Written request 1
Count the lines in the listing below that contain the string "branch", and give only that number.

Text extract
▼

In the plan view of fluorescent substrate 10 g, first region 21 includes oxide structures 13 g (that is, the first light-transmitting regions). More specifically, in the plan view of fluorescent substrate 10 g, first region 21 includes portions of oxide structures 13 g and portions of fluorescent structure 11 g. Note that in FIG. 15 , out of the dotted region indicating first region 21, portions of oxide structures 13 g are provided in portions of first region 21 indicated by lighter dotted regions, and portions of fluorescent structure 11 g are provided in portions of first region 21 indicated by darker dotted regions.
Out of excitation light L1 that has entered first region 21, a portion of excitation light L1 that enters oxide structures 13 g passes through oxide structures 13 g. Further, out of excitation light L1 that has entered first region 21, a wavelength of a portion of excitation light L1 that enters fluorescent structure 11 g is converted by fluorescent structure 11 g, and the portion of excitation light L1 exits through as transmitted light L3 that is wavelength-converted light.
In the present embodiment, the sintered fluorescent substance further includes an oxide material that does not include a luminescent center element. Fluorescent substrate 10 g includes first light-transmitting regions that consist essentially of the oxide material, do not include the fluorescent material, and transmit light (excitation light L1) that excites the fluorescent material. First region 21 includes the first light-transmitting regions.
Accordingly, when excitation light L1 enters the first light-transmitting regions (that is, oxide structures 13 g) that consist essentially of the oxide material that does not include a luminescent center element, excitation light L1 passes through oxide structures 13 g, and thus excitation light L1 exits through fluorescent substrate 10 g. Similarly, when excitation light L1 enters fluorescent structure 11 g that consists essentially of the fluorescent material, a wavelength of excitation light L1 is converted by fluorescent structure 11 g, and thus transmitted light L3 that is wavelength-converted light exits through fluorescent substrate 10 g.
Thus, rotation of the rotator allows excitation light L1 and wavelength-converted light to exit through fluorescent substrate 10 g in a time-dividing manner. In the present embodiment, fluorescent substrate 10 g can cause yellow light as excitation light L1 and blue light as wavelength-converted light to exit through in a time-dividing manner.
Furthermore, fluorescence emitting module 1 g according to the present embodiment may be applied to projector 500, instead of fluorescence emitting module 1 c according to Embodiment 1. In this case, projector 500 includes a digital lighting processing (DLP) element serving as display element 602, and thus can be used as a 1-DLP (1-Chip DLP) projector.
In the present embodiment, the oxide material is an aluminum oxide or a non-light-emitting material resulting from removing a luminescent center element from the fluorescent material.
These materials have high transmittance of excitation light L1 (that is, light that excites the fluorescent material). Accordingly, the transmittance of excitation light L1 in the first light-transmitting regions (oxide structures 13 g) is high, and loss of excitation light L1 due to being absorbed is reduced. Thus, fluorescence emitting module 1 g that achieves high efficiency of light usage can be produced.

Embodiment 6

Next, fluorescence emitting module 1 h according to Embodiment 6 is to be described with reference to FIG. 17 . FIG. 17 is a perspective view of fluorescence emitting module 1 h according to the present embodiment.

▲

Written request 2
Carry on the passage about the fluorescence emitting module above, starting right after its final sentence.

Point annotation records
▼

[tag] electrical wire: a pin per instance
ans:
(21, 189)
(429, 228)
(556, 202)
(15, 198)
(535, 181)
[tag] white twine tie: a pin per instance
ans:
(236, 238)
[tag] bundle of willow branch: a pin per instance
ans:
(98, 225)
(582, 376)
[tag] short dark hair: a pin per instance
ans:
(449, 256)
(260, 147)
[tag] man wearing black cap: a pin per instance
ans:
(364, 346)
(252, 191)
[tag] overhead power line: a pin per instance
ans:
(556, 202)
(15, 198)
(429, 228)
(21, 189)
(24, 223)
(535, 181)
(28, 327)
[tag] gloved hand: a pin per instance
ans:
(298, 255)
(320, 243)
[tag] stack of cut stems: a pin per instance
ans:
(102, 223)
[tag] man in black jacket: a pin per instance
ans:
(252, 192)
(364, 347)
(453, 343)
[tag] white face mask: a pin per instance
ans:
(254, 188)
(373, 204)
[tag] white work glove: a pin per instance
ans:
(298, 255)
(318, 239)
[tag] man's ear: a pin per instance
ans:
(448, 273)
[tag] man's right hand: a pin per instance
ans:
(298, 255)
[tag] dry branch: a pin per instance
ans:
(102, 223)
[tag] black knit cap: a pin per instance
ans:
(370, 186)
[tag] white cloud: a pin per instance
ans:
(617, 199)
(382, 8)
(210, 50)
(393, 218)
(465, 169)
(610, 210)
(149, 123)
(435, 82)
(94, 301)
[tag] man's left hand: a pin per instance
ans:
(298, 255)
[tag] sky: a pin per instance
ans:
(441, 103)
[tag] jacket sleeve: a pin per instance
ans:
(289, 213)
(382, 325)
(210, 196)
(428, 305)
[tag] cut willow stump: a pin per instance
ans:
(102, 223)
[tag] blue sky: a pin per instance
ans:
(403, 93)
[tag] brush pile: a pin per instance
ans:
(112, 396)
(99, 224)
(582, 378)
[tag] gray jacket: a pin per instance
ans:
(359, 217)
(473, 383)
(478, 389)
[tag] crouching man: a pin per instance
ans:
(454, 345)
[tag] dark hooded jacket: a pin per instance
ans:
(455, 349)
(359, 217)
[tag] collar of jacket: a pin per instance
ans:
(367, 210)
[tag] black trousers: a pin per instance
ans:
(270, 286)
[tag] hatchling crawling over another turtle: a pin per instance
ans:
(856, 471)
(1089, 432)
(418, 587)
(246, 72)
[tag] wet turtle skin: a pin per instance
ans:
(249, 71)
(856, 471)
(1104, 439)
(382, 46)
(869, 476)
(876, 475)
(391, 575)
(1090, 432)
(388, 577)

▲

Expected output 1
2

Expected output 2
Fluorescence emitting module 1 h includes fluorescent substrate 10 h consisting essentially of a sintered fluorescent substance, anti-reflective layer 30, blue-transmitting dichroic multi-layer film 40, a rotator (not illustrated), and two light emitters 200. Note that FIG. 17 illustrates one light emitter 200 for convenience. The rotator according to the present embodiment has the same configuration as that of rotator 100 described above. Light emitters 200 each emit excitation light L1 as described above.
Fluorescence emitting module 1 h according to the present embodiment is different from fluorescence emitting module 1 g according to Embodiment 5 mainly in that fluorescent substrate 10 h includes second light-transmitting regions 14 h instead of the first light-transmitting regions (oxide structures 13 g). Thus, the sintered fluorescent substance according to the present embodiment is made of a fluorescent material and a highly heat-conductive material, and does not include an oxide material that does not include a luminescent center element.
Thus, fluorescent substrate 10 h according to the present embodiment consists essentially of a sintered fluorescent substance that includes a fluorescent material. Fluorescent substrate 10 h according to the present embodiment includes two second light-transmitting regions 14 h, first region 21, and second regions 22. The sintered fluorescent substance according to the present embodiment consists essentially of fluorescent structure 11 g described in Embodiment 5.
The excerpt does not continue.